## Material provided
START

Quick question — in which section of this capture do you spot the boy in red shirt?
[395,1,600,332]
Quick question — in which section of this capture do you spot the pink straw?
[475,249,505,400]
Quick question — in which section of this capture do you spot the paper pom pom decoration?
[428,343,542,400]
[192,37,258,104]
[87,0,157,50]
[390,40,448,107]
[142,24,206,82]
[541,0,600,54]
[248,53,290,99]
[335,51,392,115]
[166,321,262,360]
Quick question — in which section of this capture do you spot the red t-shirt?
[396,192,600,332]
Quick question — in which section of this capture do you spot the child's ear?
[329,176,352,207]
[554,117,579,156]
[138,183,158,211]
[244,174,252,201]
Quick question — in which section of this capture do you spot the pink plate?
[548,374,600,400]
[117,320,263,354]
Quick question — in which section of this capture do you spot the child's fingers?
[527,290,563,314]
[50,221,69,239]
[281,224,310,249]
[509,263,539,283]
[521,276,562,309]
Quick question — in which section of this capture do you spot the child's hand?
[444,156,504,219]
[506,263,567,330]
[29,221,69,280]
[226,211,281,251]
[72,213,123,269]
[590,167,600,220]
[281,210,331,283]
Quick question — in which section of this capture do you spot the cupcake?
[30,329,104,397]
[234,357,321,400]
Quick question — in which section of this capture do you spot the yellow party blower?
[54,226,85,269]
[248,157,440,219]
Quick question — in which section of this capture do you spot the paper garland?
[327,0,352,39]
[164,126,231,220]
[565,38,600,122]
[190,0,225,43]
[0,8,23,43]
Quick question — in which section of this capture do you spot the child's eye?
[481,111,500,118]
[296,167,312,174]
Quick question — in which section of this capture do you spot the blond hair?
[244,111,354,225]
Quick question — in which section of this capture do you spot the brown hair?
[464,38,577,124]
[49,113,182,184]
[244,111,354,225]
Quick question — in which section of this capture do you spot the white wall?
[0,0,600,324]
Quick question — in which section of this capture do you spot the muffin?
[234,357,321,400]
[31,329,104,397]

END

## The request
Copy every row above word for word, changing nothing.

## Full answer
Quick question — in which section of this capture do you spot the boy in red shirt?
[395,1,600,332]
Quick question — in which section of this capture do you spot the pink straw?
[475,249,505,400]
Quick question — in which section of this capture do you spot the paper pom pom decoration?
[428,343,542,400]
[192,37,258,104]
[87,0,157,50]
[390,40,448,107]
[142,24,206,82]
[541,0,600,54]
[248,53,290,99]
[335,51,392,115]
[166,321,262,360]
Quick question — in which section of this capture do you spot the red t-shirt?
[396,192,600,332]
Quick question — in which section of this capture do you spot the child's ear?
[329,176,352,207]
[554,117,579,156]
[138,183,158,211]
[244,174,252,201]
Quick question — in which section of this capture do you spot the pink plate?
[548,374,600,400]
[117,320,263,354]
Quick question — in which section of this capture do you spot the child's fingers?
[527,290,563,314]
[50,221,69,239]
[281,224,310,249]
[509,263,539,283]
[521,276,562,309]
Quick question — in which section of this capture do you spot the child's hand?
[444,156,504,219]
[506,263,567,330]
[29,221,69,280]
[226,211,281,251]
[72,213,123,269]
[590,167,600,220]
[281,210,331,283]
Quick question — in which section of this capture do you spot the cupcake?
[30,329,104,397]
[234,357,321,400]
Quick question — in which section of this capture do you spot the yellow party blower?
[54,226,85,269]
[248,157,440,219]
Quick question — in which section of this capture do you spot the paper garland?
[327,0,352,39]
[164,126,231,220]
[565,38,600,122]
[190,0,225,43]
[0,8,23,43]
Quick question — in which section of this capture do you spot the child's eye?
[481,111,500,118]
[296,167,312,174]
Quick question — in which section of this capture do you spot the blond hair?
[244,111,354,225]
Quick question — in which section of this capture do you spot the brown hair?
[464,38,577,124]
[49,113,182,184]
[244,111,354,225]
Quick question — in which section of this capture do you spot the white wall?
[0,0,600,324]
Quick question — in which section of this capture do you spot the muffin?
[234,357,321,400]
[31,329,104,397]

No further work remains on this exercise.